(AIM OF THE EXERCISE):
Pull out every line of the listing below that contains the word "foliage". Copy each one in full, keeping the original order.
===
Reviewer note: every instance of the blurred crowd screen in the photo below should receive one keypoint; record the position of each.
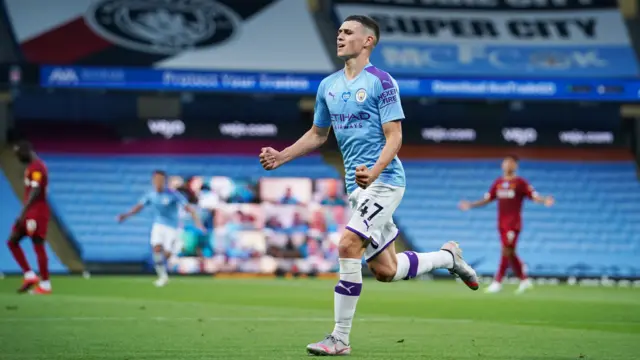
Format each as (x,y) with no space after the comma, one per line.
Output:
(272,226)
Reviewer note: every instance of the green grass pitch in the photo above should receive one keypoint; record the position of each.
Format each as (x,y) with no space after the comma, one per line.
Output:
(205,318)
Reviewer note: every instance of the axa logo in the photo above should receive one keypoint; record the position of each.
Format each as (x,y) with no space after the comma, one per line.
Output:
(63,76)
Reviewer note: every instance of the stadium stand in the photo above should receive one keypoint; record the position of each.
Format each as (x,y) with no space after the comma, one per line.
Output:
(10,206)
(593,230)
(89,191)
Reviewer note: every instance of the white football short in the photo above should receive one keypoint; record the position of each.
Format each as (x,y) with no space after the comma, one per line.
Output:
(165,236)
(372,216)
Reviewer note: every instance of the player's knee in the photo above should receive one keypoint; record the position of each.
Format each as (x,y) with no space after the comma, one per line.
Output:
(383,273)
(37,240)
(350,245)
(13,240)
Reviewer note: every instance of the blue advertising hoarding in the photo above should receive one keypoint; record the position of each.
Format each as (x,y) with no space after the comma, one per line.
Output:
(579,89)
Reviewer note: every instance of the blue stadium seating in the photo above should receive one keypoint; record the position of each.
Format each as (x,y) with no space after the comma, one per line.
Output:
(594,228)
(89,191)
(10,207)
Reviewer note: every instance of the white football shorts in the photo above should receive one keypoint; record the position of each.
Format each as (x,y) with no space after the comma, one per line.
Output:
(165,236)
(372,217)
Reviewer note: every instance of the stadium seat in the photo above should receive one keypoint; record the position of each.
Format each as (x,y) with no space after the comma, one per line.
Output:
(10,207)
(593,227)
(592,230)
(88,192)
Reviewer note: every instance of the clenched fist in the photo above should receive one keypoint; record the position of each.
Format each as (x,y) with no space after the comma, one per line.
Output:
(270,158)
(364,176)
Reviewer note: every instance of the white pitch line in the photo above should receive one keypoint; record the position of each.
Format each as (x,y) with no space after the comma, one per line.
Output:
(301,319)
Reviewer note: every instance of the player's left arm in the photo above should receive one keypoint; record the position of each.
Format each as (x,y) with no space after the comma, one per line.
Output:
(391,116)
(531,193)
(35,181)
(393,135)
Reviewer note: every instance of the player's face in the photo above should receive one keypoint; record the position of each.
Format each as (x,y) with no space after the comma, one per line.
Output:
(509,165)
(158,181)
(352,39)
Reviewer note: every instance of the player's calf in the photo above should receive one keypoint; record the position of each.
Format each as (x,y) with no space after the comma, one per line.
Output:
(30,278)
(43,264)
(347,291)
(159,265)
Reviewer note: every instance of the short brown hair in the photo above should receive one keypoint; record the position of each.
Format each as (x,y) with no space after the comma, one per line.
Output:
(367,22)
===
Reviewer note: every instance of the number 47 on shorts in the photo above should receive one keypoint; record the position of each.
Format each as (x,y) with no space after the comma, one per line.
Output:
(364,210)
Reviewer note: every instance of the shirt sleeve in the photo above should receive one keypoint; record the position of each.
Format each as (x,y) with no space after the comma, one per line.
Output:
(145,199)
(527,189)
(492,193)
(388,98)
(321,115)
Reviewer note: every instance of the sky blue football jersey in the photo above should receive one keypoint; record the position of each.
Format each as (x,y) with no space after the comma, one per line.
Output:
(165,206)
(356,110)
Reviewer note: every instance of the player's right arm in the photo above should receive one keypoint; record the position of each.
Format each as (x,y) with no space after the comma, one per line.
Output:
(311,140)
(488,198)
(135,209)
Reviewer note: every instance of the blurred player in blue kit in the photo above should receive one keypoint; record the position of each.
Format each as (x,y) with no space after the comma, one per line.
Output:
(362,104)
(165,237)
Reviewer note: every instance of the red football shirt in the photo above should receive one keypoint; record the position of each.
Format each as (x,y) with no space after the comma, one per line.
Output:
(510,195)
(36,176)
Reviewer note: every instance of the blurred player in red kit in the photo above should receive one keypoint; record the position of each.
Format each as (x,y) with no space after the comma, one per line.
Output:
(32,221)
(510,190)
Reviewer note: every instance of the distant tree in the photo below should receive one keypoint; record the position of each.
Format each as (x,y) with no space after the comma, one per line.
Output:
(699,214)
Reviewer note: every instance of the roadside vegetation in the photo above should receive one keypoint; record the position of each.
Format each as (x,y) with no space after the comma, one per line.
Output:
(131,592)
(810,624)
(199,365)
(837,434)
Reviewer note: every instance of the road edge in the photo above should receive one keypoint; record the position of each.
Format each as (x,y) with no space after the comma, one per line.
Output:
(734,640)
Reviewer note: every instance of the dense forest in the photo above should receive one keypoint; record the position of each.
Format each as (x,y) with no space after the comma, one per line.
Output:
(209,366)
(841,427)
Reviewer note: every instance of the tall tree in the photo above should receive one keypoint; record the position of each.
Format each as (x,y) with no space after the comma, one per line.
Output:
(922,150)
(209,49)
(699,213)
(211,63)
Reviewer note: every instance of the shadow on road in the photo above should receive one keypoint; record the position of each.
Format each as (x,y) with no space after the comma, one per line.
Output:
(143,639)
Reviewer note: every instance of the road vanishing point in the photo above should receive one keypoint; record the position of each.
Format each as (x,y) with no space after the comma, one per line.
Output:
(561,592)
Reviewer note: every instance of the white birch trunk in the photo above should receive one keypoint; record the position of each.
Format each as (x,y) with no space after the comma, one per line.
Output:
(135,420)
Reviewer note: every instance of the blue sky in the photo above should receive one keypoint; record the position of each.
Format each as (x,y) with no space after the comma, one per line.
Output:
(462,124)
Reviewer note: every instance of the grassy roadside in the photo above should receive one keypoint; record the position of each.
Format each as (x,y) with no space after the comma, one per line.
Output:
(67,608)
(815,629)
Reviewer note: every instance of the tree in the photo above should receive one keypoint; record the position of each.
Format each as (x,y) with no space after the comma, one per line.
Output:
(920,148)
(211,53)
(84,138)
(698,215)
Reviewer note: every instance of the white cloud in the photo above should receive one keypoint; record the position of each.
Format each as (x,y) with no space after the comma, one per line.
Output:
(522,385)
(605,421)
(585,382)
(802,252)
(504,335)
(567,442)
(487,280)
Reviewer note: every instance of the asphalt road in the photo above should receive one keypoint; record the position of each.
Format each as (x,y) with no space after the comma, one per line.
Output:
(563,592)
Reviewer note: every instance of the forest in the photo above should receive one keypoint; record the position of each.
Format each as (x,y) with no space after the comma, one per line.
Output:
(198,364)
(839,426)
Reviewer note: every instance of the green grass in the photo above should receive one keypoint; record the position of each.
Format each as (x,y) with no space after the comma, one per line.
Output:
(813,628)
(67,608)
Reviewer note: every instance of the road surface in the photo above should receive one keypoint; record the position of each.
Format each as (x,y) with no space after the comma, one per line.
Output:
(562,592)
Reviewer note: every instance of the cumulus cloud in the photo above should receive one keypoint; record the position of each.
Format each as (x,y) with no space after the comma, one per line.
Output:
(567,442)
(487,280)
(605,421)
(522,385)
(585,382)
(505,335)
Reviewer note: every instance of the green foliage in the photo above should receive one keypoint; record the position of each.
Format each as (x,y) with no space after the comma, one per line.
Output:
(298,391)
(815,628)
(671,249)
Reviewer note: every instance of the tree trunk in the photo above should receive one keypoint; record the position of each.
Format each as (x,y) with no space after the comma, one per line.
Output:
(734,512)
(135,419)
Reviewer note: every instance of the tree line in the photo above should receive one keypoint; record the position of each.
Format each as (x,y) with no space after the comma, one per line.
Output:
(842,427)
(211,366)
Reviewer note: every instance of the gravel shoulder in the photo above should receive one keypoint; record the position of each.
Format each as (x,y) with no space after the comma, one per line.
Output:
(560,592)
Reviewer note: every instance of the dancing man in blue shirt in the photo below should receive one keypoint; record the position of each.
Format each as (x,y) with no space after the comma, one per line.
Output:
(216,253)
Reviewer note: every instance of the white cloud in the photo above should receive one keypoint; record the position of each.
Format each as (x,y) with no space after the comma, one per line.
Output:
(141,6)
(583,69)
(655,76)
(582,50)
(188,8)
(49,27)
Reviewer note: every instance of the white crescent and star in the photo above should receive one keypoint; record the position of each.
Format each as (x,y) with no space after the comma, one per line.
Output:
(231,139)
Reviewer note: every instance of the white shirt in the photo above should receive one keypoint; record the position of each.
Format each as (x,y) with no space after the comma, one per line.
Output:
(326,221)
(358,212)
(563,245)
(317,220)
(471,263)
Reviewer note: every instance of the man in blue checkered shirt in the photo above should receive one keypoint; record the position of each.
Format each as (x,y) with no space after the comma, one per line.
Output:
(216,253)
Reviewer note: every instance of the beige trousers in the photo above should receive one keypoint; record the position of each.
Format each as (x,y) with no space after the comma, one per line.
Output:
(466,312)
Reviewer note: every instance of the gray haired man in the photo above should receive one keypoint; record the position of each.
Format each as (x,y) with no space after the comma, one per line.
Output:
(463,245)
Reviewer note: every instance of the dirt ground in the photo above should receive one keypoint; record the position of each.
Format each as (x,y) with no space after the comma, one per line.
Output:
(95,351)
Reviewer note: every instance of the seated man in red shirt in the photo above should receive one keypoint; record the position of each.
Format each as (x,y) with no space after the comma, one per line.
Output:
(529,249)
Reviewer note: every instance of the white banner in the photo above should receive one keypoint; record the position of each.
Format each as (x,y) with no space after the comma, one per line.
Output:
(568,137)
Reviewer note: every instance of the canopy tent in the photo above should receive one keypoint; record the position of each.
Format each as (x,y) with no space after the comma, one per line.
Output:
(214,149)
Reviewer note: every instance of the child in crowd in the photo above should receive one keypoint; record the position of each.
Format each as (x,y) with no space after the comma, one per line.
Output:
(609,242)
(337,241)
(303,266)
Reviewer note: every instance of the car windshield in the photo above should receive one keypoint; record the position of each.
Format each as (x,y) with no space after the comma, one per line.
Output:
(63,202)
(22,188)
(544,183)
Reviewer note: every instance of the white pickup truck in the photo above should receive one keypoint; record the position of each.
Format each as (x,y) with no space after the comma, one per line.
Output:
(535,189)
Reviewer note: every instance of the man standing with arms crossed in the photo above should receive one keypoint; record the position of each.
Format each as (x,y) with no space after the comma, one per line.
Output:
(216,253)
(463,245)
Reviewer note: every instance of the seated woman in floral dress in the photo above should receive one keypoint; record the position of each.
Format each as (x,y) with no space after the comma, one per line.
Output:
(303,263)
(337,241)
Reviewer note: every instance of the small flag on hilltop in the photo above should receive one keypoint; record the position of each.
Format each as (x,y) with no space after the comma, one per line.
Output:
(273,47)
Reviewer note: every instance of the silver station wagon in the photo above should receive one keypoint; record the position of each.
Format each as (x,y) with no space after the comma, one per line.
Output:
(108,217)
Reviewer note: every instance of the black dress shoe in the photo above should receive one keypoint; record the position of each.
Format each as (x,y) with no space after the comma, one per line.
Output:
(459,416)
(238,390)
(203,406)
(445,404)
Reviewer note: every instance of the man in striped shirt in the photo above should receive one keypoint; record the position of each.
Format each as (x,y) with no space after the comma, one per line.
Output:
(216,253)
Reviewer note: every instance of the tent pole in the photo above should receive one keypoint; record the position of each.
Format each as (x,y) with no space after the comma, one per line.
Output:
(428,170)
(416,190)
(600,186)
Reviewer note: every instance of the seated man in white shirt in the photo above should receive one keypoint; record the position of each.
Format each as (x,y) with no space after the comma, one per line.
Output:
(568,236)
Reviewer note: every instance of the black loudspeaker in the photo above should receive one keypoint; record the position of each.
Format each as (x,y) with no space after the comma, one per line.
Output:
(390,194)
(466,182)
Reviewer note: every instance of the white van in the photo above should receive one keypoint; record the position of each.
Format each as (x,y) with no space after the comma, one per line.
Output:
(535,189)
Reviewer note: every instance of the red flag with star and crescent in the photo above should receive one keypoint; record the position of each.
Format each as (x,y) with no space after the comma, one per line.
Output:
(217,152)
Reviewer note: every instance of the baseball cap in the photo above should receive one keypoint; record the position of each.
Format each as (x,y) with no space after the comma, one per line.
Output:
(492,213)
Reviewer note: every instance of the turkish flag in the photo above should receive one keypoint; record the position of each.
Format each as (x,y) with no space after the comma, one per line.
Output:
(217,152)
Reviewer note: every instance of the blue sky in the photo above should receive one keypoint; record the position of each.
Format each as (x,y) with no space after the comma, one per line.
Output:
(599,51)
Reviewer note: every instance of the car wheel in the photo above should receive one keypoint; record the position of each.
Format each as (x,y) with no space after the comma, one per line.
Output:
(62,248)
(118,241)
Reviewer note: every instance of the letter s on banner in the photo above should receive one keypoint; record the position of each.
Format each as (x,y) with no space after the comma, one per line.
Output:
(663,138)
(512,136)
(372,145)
===
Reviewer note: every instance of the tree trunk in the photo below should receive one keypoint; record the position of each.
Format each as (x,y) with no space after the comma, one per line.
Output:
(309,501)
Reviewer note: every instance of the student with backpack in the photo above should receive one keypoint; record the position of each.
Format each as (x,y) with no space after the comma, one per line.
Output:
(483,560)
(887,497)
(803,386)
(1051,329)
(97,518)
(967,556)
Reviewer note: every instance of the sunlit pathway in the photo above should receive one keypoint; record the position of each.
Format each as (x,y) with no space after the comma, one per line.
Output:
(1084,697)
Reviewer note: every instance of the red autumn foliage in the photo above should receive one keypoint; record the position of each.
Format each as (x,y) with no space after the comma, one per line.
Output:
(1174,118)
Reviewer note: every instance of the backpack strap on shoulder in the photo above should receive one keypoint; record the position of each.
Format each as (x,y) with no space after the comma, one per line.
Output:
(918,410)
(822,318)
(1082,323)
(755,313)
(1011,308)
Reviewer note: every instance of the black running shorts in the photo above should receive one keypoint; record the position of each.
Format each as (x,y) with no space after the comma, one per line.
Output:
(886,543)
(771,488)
===
(RESULT OF THIS TASK):
Reviewer note: every instance of the green foliage in the photo above should receive one keypoint; record the position of each.
Reviewer note: every instance of the red autumn foliage in the photo above should receive one keypoint; record the position of each.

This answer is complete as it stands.